* **Exercices**:
(1) Recopiez à l'identique le passage de l'article sur Half Moon Run qui commence par les mots contenant « Repousser ses limites » et se termine par « posée, raconte Dylan. ».
(2) Donnez la suite de l'article sur Half Moon Run, à partir de sa dernière phrase.

* **Texte fourni**:
·····

Pour son troisième album, qui paraîtra à l’automne, Half Moon Run a voulu aller ailleurs. L’exercice n’a pas été de tout repos. La Presse (et des centaines de fans finis) a eu un avant-goût du résultat lors d’un « concert secret » à Laval, mercredi dernier. Les risques, les efforts (le perfectionnisme, même) et l’irréfutable talent du quatuor ont été payants : encore une fois, on s’attend à de la musique exceptionnelle.

Les concerts intimes permettent à Half Moon Run de s’exercer à jouer son nouveau matériel et à prendre le pouls de son public. Le groupe avait fait une minitournée semblable avant la sortie de son deuxième album, Sun Leads Me On, en 2015. « Ça nous donne la chance de cheminer vers quelque chose qui mérite d’être sur une grande scène », soutient Dylan Phillips, dans un français maintenant quasi parfait.

Repousser ses limites

Nous rencontrons le batteur-claviériste-chanteur du groupe l’après-midi du spectacle à Laval, dans la loge remplie de miroirs de la salle André-Mathieu. Avant d’accoster à l’île Jésus, Half Moon Run est passé par Saint-Eustache à la mi-juin, puis a participé à trois festivals ontariens.

Le quatuor a une parfaite maîtrise du répertoire de ses opus Dark Eyes (2012) et Sun Leads Me On (2015). Interpréter de nouvelles chansons sur scène représente un défi particulier. Dylan, Devon, Isaac et Conner ont voulu repousser leurs limites pour le prochain album. La question de savoir comment ils allaient jouer cela sur scène s’est souvent posée, raconte Dylan.

Se lancer dans la confection de l’attendu troisième disque, « c’était comme lancer un autre band », va jusqu’à dire le batteur. Va-t-on tout de même y reconnaître Half Moon Run ? Ses yeux bleus derrière la monture rectangulaire de ses lunettes, il se fait rassurant : « On a voulu aller dans un autre monde, mais, en se réécoutant, on entendait qu’on restait le même band. »

Le feu de Half Moon Run

Dylan mentionne à quelques reprises le « feu » qui crépite au sein du groupe. Un feu créatif qu’il a fallu raviver, mais que le quatuor a surtout voulu attiser pour déclencher un brasier. 

Il fallait faire quelque chose de nouveau, se créer des défis.

·····

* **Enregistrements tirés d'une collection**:
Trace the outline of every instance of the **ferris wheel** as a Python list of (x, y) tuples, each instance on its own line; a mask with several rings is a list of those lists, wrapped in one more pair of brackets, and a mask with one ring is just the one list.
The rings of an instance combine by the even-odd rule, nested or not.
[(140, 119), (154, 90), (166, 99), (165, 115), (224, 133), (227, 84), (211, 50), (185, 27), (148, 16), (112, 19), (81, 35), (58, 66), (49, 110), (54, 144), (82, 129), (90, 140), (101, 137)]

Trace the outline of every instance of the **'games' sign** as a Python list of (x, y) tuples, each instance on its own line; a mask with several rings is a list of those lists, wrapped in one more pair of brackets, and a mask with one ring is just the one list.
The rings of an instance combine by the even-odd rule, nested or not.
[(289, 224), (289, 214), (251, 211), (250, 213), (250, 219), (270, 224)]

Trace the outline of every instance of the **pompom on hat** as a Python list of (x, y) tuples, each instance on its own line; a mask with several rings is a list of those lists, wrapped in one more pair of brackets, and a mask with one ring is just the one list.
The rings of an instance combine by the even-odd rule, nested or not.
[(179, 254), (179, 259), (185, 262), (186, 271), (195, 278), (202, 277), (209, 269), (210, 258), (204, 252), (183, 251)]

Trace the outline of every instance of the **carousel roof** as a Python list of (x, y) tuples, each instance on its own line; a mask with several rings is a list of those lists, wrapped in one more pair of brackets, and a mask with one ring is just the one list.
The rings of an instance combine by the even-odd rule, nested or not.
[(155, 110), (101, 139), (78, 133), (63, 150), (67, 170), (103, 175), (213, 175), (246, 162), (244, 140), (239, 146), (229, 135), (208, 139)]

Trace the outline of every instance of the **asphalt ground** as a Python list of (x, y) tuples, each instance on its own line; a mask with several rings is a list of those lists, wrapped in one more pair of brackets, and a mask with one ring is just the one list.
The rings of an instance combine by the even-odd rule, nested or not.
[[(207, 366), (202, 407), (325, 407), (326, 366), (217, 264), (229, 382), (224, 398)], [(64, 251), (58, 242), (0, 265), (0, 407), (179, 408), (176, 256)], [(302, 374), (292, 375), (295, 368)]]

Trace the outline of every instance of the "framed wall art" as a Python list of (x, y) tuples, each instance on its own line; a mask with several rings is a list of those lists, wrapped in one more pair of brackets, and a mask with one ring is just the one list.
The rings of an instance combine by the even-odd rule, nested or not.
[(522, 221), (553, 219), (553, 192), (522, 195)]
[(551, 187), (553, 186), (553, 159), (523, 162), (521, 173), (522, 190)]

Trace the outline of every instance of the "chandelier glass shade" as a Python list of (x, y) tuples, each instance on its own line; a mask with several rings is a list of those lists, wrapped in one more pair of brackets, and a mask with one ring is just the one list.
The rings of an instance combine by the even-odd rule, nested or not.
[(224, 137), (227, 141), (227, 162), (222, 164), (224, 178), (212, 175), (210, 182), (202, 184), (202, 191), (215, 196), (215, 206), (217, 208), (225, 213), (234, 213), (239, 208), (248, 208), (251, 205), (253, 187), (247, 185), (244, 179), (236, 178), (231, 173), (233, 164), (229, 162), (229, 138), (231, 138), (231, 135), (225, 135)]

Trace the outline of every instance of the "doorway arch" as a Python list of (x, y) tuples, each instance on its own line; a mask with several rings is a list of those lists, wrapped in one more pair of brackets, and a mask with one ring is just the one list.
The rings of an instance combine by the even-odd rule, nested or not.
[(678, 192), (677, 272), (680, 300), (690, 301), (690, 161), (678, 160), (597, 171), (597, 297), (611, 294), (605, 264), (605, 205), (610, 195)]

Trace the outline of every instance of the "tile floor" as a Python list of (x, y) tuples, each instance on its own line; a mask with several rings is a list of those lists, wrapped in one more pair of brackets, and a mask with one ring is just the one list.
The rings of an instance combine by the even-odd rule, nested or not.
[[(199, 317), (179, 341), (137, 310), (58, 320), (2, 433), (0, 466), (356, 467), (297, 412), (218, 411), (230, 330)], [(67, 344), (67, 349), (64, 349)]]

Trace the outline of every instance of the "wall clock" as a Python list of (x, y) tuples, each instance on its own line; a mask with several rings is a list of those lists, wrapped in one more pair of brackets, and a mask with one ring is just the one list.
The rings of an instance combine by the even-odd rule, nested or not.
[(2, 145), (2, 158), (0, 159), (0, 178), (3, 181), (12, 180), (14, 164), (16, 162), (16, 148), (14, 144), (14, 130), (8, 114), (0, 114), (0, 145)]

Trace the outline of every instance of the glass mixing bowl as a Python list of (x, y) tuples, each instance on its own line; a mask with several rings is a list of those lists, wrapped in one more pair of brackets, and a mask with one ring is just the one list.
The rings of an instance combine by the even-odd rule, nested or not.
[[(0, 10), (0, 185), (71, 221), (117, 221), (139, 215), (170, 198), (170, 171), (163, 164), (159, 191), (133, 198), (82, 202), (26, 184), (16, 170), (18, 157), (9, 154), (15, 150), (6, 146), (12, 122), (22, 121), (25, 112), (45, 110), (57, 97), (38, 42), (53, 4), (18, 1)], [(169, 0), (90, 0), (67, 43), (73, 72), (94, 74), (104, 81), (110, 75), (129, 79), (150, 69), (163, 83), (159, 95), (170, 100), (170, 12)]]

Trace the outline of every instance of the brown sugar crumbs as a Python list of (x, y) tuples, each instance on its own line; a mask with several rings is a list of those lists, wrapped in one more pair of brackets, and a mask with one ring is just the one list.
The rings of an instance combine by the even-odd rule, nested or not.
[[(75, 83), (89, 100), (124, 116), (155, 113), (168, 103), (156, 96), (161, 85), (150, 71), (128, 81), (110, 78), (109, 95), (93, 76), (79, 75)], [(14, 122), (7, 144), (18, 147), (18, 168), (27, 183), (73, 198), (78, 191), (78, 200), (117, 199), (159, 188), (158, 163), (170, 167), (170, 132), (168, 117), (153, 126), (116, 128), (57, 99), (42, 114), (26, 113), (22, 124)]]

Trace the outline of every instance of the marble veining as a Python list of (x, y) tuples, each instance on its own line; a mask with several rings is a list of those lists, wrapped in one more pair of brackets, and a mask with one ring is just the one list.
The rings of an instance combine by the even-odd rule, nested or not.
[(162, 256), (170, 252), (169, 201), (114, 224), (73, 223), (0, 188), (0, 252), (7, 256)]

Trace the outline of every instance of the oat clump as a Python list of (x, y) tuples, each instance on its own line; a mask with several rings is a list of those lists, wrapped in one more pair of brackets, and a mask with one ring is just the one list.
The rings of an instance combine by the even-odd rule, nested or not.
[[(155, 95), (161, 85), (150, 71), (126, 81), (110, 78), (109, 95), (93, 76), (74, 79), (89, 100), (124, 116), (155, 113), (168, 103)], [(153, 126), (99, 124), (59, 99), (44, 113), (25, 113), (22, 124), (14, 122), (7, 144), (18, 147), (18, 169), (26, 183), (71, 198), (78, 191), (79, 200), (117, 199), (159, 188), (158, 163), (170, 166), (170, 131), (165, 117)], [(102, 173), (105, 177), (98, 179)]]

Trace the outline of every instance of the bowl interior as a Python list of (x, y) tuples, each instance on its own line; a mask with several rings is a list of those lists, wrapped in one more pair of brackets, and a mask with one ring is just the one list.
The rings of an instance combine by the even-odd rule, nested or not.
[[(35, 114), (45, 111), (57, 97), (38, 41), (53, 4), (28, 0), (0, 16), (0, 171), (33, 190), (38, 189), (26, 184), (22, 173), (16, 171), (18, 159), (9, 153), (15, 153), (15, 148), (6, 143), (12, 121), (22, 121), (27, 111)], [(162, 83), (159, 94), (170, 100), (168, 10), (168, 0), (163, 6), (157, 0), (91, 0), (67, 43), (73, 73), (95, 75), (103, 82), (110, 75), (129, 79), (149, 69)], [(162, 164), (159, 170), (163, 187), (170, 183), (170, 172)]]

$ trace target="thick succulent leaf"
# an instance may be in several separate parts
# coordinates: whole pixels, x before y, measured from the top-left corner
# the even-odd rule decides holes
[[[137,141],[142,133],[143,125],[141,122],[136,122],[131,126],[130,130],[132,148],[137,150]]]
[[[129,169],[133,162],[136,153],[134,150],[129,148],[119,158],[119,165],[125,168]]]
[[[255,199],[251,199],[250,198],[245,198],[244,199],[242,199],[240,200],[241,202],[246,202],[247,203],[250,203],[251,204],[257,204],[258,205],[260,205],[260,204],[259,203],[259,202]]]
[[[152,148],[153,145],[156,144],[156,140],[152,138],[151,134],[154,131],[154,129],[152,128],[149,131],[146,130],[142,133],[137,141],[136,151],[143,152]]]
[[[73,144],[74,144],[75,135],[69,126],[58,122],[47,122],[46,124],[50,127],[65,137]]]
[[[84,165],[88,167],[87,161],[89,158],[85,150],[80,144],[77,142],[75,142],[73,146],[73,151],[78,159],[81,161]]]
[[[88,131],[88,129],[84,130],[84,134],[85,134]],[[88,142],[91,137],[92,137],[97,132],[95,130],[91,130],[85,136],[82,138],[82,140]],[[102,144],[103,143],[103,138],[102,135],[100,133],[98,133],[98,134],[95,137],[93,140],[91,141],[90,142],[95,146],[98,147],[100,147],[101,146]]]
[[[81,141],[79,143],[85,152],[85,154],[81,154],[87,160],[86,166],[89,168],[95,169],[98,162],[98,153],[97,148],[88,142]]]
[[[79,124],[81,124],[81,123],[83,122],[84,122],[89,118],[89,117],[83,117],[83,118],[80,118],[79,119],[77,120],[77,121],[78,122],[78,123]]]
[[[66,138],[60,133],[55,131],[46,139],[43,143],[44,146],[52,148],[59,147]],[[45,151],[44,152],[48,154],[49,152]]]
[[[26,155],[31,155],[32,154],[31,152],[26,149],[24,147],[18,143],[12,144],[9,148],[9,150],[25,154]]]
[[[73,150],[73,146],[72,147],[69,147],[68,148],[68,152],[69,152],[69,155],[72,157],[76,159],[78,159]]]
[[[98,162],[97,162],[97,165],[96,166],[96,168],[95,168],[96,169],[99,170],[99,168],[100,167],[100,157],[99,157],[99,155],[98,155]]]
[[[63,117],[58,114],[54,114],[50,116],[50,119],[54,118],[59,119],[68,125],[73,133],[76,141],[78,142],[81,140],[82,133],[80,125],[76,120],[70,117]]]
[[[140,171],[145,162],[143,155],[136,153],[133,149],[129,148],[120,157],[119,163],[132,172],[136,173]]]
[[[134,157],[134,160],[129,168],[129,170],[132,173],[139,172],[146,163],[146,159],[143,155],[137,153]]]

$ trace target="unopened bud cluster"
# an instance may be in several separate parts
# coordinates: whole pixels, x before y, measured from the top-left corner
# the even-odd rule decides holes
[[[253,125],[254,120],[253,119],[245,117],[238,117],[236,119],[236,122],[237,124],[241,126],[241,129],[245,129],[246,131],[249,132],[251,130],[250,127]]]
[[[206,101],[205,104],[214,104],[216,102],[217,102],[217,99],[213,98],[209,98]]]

·····

* **Corrigé**:
(1)
Repousser ses limites

Nous rencontrons le batteur-claviériste-chanteur du groupe l’après-midi du spectacle à Laval, dans la loge remplie de miroirs de la salle André-Mathieu. Avant d’accoster à l’île Jésus, Half Moon Run est passé par Saint-Eustache à la mi-juin, puis a participé à trois festivals ontariens.

Le quatuor a une parfaite maîtrise du répertoire de ses opus Dark Eyes (2012) et Sun Leads Me On (2015). Interpréter de nouvelles chansons sur scène représente un défi particulier. Dylan, Devon, Isaac et Conner ont voulu repousser leurs limites pour le prochain album. La question de savoir comment ils allaient jouer cela sur scène s’est souvent posée, raconte Dylan.

(2)
Dylan Phillips, de Half Moon Run

Ces trois dernières années, la création s’est faite par cycles. Les musiciens pondaient parfois plusieurs titres potentiels d’un coup, d’autres fois, ils travaillaient fort, mais rien ne marchait. « Il a fallu retrouver notre voix », dit le batteur, avant de se raviser : « Ou plutôt, on a voulu réinventer ce qu’on fait, aller chercher notre feu. »

Si nous nous fions à ce que nous en avons vu mercredi, ces efforts ont produit des feux d’artifice. Sur les cinq titres tirés de son nouveau matériel, Half Moon Run a affiché de nouvelles couleurs, s’est montré plus en maîtrise que jamais de son art. « Avec cet album, on a été plus wild, on s’est risqués hors de notre zone de confort », témoigne Dylan, qui parle également d’une maturité et d’une confiance accrues depuis Sun Leads Me On.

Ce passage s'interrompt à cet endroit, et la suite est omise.